Pointing dataset records:
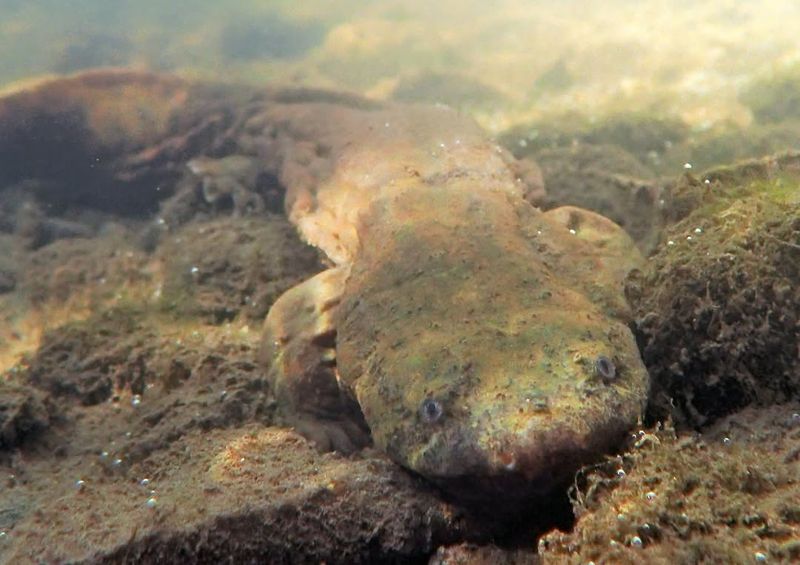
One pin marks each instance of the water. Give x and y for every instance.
(391, 186)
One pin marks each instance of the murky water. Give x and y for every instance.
(533, 254)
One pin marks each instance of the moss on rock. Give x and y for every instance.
(718, 306)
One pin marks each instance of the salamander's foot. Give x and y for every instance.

Work required: Turn the lines of the listing, starting at the line that contains "One pin marks each instance of the murky" and ending at the last line of the listing, into a JSON list of strings with one string per line. Leave out blank lines.

Response to the task:
[
  "One pin marks each instance of the murky water. Give x and y for every instance.",
  "(533, 254)",
  "One pin marks each instance of the moss on rock. Give x and y for every instance.",
  "(718, 306)",
  "One pin marks each instance of the salamander's foot. Give x and y for every instance."
]